--- Information Enclosed Below ---
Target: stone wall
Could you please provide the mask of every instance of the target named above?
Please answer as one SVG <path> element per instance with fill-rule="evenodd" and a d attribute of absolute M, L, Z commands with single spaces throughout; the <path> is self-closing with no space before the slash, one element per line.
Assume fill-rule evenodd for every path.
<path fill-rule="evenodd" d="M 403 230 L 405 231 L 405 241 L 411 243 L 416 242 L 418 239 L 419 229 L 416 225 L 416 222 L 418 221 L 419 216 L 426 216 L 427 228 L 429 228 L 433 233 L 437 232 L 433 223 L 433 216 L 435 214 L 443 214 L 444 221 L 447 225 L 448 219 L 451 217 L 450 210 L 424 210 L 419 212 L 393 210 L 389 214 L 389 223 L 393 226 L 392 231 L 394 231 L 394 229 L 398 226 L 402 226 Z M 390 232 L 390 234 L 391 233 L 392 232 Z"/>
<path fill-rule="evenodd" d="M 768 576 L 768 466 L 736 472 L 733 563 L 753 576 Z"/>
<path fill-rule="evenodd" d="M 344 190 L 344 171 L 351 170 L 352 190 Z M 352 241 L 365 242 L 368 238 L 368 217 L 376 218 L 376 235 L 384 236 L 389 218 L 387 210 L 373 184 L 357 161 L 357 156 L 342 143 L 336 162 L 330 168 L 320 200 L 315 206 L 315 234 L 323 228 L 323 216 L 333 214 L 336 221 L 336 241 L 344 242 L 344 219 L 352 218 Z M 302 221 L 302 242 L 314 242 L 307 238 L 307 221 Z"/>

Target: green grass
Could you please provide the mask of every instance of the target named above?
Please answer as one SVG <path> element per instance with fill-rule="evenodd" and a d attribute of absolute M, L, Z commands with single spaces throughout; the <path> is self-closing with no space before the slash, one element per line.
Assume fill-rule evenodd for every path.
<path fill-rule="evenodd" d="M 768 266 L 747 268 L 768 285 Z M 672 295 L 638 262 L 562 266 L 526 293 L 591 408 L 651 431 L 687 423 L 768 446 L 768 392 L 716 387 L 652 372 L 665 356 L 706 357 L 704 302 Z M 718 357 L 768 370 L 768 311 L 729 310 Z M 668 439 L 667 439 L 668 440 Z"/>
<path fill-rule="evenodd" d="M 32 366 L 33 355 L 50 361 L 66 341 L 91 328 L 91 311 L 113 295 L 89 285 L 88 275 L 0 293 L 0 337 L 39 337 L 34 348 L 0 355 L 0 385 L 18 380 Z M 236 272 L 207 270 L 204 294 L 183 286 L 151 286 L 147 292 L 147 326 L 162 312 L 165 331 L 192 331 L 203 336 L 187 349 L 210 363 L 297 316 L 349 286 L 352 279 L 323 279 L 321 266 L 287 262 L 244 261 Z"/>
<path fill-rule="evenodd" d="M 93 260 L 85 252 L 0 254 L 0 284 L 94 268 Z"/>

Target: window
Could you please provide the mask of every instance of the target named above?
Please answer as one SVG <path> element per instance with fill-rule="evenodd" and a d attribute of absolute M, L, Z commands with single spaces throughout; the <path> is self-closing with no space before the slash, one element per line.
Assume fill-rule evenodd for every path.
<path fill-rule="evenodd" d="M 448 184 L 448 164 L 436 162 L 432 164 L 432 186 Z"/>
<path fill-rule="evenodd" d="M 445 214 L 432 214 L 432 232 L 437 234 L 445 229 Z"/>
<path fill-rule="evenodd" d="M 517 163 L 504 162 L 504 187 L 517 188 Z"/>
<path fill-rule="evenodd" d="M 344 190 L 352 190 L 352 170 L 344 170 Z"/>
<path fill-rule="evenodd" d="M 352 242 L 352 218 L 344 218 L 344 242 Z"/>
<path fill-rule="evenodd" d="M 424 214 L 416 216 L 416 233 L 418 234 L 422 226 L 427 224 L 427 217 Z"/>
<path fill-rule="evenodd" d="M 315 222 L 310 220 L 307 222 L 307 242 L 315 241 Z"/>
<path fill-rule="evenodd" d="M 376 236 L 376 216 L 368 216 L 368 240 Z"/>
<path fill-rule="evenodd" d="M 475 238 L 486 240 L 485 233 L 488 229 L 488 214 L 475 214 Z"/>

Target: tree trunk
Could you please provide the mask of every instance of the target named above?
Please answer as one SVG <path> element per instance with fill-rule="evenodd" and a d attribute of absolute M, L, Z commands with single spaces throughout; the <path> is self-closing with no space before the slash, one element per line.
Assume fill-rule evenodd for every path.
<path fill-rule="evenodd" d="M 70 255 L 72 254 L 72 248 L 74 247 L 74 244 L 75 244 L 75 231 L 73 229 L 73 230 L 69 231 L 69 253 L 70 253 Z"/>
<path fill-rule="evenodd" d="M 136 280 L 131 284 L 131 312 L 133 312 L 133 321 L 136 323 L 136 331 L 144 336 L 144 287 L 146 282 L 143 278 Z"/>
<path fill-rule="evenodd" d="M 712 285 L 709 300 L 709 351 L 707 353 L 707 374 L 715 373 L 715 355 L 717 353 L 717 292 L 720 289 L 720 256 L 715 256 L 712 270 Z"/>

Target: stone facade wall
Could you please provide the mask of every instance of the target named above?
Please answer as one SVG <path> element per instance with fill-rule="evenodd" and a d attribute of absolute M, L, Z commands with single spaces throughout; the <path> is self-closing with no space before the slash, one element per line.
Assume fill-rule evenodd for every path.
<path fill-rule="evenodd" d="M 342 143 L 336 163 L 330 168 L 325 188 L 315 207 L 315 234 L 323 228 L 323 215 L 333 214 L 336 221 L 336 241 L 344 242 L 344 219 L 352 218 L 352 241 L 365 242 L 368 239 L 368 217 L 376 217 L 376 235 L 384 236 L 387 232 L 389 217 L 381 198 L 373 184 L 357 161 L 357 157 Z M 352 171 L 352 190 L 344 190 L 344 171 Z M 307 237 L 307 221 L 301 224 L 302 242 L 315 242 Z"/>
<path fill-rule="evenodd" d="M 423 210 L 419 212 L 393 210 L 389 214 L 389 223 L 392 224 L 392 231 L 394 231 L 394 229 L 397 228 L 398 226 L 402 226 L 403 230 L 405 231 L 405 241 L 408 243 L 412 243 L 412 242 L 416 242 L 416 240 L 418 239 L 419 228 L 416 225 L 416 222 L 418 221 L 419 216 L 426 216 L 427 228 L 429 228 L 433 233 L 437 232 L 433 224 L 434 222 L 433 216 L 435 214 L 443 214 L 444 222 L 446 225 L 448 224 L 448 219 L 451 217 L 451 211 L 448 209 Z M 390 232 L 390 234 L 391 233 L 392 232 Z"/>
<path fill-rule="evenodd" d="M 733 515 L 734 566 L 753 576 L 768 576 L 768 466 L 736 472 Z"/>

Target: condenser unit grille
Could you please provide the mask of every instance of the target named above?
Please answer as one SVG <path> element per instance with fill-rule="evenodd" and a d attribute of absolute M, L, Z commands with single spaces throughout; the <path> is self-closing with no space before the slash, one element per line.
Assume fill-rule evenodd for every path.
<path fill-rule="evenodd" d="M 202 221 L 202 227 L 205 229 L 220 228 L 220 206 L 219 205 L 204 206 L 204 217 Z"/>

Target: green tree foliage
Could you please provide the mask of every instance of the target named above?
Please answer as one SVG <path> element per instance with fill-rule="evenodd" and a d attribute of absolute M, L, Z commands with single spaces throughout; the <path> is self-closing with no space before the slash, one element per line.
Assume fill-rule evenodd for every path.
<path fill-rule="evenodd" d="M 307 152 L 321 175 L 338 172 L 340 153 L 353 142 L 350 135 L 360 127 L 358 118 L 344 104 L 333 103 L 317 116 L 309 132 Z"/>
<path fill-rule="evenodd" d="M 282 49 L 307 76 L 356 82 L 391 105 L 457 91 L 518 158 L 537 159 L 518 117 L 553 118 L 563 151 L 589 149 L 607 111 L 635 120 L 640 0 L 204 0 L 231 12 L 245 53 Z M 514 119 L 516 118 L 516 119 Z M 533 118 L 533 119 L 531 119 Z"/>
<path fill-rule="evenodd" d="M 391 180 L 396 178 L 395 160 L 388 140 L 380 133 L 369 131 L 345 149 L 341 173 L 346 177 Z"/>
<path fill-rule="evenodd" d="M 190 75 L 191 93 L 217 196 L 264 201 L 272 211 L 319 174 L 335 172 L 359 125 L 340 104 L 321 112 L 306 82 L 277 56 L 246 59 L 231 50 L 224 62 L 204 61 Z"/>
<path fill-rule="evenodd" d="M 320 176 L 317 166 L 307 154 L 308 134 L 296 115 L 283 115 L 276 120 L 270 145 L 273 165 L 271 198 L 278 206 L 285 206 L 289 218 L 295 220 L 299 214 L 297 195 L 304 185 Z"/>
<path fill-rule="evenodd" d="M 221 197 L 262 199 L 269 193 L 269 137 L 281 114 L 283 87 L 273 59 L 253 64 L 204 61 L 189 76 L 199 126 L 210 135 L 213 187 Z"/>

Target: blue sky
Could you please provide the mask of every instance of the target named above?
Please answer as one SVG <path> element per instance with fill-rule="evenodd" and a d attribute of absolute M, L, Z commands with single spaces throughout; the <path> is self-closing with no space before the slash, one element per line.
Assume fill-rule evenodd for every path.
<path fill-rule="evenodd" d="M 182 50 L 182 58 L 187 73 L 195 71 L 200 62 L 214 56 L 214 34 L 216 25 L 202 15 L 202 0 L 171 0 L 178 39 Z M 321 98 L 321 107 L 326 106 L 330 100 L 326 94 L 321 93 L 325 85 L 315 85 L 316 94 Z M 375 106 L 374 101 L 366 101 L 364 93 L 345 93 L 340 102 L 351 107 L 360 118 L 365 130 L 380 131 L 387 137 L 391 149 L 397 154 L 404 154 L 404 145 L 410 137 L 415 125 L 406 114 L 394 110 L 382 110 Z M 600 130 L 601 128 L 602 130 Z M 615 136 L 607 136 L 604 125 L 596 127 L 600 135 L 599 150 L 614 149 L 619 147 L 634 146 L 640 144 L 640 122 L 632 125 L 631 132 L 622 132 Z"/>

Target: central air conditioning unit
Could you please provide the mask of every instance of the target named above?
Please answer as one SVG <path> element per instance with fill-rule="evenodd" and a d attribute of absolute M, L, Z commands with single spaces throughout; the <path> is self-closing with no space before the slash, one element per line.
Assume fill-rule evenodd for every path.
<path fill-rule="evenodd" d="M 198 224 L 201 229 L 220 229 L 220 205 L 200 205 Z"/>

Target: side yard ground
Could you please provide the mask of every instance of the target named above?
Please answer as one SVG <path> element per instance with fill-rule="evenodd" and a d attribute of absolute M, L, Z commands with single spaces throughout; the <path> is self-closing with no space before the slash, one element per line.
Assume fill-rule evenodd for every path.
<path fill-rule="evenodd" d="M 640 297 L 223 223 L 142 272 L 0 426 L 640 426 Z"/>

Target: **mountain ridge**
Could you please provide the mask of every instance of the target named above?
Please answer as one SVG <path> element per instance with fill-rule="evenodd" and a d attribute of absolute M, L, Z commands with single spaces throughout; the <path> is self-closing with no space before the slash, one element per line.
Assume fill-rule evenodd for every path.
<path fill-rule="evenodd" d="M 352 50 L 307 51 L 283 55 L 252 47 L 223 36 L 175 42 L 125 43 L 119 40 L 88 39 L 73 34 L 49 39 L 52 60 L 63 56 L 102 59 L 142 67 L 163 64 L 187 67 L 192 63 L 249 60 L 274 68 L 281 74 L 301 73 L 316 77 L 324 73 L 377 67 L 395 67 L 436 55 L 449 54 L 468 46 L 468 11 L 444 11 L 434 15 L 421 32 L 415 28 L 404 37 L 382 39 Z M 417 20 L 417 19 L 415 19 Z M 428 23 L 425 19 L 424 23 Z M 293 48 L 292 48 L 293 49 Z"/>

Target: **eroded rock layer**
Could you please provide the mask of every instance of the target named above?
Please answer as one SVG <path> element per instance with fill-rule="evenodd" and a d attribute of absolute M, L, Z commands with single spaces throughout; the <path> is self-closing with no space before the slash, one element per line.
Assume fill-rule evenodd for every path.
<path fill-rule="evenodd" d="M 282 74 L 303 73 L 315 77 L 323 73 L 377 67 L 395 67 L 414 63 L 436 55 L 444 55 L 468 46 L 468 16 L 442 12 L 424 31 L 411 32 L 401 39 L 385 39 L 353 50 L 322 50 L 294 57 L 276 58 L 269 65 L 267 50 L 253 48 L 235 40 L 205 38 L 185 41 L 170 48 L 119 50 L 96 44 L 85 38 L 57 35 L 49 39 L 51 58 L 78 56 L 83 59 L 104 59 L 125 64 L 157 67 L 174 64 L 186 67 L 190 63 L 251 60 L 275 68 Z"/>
--- End of Enclosed Information ---
Exercise: Lines in the records above that carry the word "wall" are to be located and copied.

Solution for this task:
Target: stone wall
Target: stone facade wall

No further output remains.